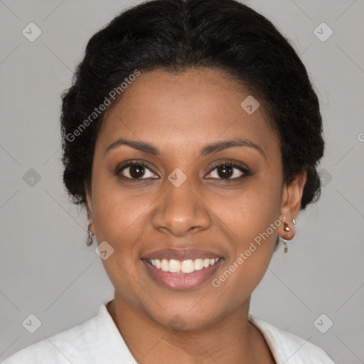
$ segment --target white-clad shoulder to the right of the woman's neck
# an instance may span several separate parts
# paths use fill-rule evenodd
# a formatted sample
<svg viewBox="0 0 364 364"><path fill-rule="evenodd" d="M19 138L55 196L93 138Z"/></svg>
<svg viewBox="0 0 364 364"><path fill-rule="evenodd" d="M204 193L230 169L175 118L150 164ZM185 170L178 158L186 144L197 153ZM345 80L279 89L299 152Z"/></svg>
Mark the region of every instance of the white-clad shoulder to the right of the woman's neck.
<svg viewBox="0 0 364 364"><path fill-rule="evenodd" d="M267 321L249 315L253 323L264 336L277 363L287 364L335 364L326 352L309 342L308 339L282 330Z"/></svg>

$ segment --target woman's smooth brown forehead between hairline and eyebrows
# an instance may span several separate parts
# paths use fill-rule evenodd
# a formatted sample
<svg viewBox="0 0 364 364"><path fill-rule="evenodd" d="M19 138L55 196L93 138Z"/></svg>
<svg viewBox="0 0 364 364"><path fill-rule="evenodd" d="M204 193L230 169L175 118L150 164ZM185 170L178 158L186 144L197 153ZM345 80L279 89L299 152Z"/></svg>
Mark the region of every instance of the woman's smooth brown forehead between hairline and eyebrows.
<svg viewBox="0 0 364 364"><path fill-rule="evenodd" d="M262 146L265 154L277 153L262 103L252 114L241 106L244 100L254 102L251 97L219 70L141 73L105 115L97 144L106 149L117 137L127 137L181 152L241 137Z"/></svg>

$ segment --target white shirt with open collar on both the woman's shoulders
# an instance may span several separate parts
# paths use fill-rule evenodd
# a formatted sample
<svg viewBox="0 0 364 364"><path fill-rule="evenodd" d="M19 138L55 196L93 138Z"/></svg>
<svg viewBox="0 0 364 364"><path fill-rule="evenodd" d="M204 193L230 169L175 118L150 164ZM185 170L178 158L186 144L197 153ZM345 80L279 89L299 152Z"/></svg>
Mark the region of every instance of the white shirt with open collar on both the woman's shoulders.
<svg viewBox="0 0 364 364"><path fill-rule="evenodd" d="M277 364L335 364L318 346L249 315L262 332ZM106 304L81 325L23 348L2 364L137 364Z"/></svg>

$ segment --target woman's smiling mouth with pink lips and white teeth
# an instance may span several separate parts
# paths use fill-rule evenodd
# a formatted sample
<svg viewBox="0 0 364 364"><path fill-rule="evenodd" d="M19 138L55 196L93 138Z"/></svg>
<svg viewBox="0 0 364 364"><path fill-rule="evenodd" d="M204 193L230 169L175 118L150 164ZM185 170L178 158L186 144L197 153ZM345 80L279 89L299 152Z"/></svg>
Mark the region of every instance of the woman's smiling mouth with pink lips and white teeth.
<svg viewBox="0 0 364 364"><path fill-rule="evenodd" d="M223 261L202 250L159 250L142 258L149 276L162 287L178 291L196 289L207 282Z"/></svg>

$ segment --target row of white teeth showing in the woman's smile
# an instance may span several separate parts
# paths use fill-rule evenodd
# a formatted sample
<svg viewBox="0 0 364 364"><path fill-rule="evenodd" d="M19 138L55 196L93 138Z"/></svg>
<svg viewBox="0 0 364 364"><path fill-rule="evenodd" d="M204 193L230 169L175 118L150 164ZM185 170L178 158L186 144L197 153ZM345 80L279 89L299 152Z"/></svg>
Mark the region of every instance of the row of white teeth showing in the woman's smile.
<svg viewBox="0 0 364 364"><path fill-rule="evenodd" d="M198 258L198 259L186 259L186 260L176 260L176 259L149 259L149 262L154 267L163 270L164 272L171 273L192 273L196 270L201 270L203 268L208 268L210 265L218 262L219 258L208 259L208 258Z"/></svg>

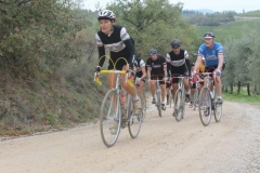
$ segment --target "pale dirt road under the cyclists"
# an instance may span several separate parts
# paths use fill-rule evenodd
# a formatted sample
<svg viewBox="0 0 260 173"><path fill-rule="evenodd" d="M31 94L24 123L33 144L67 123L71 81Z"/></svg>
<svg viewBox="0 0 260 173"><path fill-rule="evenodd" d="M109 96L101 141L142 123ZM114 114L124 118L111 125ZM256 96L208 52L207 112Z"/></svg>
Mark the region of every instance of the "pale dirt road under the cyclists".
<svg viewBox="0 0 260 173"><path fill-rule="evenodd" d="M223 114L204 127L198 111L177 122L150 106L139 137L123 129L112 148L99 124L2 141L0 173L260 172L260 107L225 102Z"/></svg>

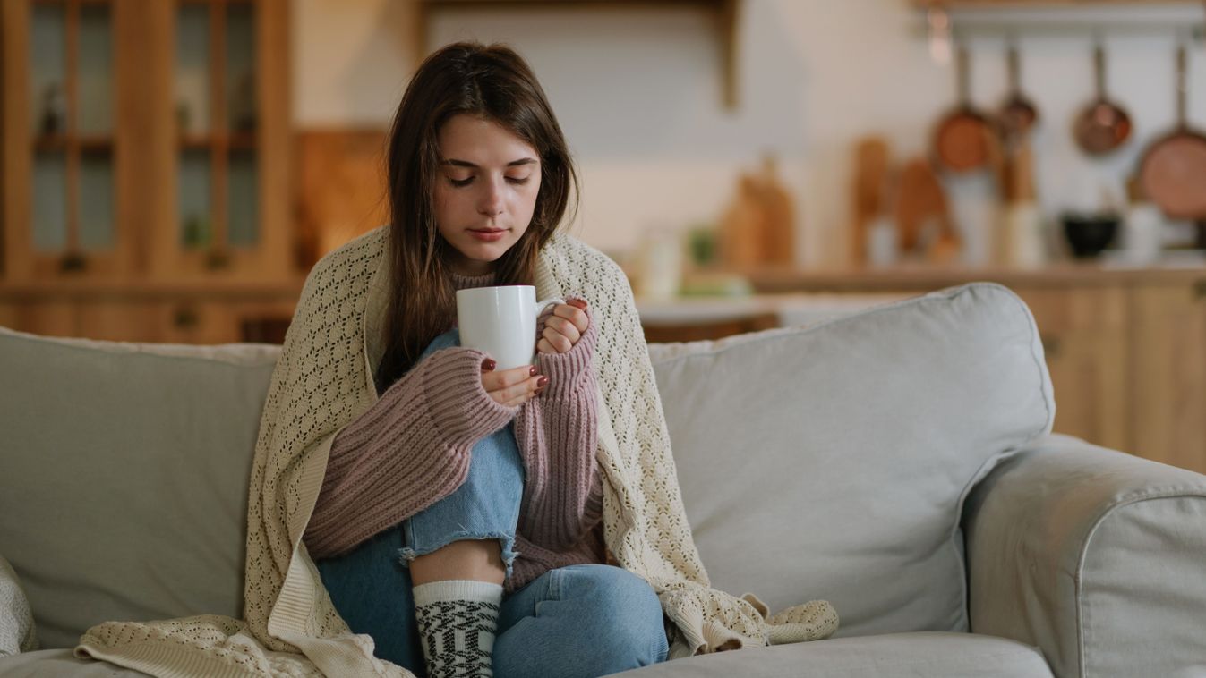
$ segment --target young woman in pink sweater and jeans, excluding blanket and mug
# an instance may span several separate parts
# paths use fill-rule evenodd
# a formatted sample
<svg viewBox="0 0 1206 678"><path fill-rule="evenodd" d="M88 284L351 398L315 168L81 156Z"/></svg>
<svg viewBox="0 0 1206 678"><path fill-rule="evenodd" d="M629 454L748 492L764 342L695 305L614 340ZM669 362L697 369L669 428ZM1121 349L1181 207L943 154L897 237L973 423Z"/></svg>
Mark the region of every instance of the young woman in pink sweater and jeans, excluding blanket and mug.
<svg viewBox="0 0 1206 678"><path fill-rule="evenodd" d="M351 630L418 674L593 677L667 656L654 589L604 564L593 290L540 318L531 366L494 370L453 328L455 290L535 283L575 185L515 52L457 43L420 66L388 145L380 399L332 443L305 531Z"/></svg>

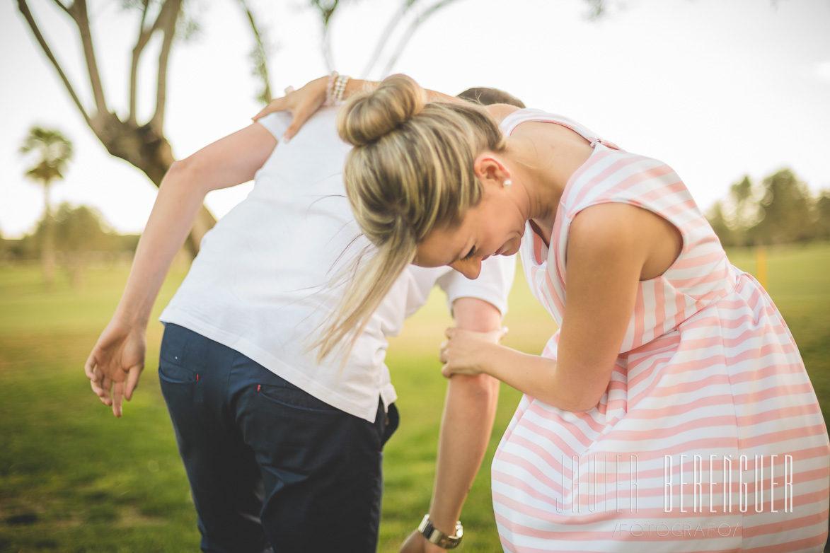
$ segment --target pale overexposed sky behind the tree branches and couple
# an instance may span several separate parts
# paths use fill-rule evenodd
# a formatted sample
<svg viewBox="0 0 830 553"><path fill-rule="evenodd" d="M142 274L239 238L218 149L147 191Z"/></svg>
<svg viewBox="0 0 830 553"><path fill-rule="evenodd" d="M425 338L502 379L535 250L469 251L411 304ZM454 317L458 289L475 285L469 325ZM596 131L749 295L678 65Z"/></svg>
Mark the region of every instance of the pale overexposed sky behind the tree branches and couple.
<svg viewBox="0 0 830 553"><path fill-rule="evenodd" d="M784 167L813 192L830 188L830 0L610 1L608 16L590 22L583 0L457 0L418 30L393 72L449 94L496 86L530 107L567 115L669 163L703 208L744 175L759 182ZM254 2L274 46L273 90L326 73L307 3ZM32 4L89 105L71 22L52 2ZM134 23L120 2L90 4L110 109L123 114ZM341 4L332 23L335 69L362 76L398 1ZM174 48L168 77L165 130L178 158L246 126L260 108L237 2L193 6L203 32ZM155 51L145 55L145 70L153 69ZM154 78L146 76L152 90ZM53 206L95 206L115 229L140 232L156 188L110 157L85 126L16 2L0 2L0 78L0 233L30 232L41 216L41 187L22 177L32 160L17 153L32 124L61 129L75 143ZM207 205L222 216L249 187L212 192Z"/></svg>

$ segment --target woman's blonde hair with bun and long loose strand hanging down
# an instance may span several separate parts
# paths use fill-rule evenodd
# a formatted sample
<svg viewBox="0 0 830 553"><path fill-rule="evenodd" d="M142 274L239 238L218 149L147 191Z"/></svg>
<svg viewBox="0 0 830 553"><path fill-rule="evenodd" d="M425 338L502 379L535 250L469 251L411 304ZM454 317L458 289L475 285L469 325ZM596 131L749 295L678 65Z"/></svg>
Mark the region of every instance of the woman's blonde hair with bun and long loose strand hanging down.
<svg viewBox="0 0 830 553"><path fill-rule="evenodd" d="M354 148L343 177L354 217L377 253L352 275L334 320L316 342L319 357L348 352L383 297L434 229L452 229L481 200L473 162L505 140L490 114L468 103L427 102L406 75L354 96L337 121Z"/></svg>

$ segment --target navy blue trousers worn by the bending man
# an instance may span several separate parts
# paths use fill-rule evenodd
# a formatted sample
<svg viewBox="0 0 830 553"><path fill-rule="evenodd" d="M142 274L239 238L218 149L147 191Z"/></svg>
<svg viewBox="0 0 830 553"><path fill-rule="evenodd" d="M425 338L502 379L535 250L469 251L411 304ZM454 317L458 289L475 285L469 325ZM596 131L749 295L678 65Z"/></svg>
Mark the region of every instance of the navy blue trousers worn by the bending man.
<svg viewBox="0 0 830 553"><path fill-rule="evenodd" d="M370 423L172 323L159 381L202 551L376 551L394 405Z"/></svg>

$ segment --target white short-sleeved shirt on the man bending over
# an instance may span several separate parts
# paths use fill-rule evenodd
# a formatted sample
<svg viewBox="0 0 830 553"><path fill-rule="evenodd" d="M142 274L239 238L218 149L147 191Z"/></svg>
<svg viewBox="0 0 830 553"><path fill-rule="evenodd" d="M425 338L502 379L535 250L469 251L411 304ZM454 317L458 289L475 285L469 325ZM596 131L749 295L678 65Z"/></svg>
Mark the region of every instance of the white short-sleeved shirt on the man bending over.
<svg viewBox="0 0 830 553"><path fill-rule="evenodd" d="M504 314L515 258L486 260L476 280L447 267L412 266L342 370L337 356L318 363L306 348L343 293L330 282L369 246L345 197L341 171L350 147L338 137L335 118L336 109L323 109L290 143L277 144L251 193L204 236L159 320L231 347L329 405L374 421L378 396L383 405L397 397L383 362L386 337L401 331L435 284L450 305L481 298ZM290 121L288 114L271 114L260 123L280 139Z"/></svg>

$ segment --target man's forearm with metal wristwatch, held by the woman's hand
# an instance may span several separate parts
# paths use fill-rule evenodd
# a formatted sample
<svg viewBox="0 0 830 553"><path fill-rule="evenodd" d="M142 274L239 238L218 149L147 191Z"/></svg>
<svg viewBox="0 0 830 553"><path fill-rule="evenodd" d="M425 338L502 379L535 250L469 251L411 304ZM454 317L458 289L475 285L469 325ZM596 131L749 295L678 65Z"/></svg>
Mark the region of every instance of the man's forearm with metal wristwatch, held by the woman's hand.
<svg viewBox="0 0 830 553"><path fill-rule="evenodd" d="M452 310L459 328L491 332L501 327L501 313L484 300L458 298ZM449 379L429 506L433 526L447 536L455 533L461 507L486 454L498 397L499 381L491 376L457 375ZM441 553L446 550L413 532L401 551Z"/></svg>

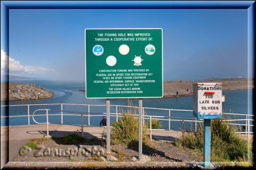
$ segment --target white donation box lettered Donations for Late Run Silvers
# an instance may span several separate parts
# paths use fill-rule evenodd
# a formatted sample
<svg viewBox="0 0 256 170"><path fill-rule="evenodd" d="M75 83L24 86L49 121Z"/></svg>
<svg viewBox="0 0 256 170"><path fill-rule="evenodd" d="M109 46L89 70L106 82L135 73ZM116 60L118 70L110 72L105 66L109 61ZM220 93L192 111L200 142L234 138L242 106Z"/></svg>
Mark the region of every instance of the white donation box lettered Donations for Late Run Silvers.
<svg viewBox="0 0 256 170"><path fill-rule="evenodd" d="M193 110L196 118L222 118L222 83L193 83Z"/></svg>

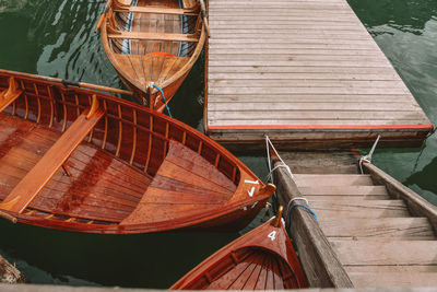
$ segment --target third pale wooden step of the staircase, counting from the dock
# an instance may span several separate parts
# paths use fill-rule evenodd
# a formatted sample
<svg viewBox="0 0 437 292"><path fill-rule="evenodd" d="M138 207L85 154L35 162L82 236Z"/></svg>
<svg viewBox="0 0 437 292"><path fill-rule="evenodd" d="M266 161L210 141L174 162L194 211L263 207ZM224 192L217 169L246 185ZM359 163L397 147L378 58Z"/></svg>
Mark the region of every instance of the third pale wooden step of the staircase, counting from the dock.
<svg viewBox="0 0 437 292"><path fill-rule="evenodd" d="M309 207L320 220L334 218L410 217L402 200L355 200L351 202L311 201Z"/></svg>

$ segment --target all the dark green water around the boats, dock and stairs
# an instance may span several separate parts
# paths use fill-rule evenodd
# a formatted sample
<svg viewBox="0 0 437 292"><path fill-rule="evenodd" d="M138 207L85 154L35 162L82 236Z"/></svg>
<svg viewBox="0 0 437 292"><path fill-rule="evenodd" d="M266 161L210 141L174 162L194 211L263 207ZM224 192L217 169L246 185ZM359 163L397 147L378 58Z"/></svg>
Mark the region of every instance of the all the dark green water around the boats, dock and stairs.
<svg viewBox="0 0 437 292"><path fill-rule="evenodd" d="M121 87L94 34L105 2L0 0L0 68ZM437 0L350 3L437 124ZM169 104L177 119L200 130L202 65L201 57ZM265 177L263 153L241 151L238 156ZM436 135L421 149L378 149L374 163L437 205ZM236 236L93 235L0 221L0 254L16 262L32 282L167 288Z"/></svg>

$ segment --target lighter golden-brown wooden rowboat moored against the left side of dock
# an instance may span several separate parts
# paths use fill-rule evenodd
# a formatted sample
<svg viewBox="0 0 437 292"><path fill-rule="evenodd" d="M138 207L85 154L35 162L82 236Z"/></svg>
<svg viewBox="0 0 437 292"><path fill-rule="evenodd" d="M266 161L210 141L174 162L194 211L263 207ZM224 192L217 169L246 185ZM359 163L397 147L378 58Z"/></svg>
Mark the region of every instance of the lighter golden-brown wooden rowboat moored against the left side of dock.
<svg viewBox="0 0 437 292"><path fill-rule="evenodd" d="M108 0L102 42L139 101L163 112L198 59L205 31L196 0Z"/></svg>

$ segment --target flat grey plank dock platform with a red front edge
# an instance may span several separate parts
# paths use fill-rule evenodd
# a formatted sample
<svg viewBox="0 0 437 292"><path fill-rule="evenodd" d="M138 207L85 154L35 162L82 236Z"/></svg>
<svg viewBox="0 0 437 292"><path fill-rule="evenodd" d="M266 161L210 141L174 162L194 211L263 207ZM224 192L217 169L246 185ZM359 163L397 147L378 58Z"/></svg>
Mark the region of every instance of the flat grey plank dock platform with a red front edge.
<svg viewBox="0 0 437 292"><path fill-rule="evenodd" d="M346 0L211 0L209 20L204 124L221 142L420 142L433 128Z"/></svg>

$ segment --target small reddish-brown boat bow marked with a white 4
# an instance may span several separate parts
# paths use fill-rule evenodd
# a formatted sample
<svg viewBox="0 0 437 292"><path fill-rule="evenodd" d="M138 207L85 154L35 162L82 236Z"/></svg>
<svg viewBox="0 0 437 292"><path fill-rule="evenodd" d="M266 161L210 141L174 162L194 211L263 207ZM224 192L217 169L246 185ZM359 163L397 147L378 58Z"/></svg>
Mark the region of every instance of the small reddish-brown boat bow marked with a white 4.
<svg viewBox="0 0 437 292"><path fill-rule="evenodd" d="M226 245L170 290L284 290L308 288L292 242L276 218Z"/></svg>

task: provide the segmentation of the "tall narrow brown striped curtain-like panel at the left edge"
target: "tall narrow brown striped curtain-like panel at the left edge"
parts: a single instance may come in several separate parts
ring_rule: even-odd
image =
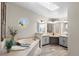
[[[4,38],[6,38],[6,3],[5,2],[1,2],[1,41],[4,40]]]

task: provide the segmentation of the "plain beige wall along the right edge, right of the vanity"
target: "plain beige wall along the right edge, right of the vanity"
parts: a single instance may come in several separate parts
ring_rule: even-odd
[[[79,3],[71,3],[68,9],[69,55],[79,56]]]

***

* [WORK REQUEST]: Take every line of the material that contains the word "tall", and copy it.

* [SOLVED PROBLEM]:
task: provide the segmentation of the "tall narrow brown striped curtain-like panel at the left edge"
target: "tall narrow brown striped curtain-like panel at the left edge"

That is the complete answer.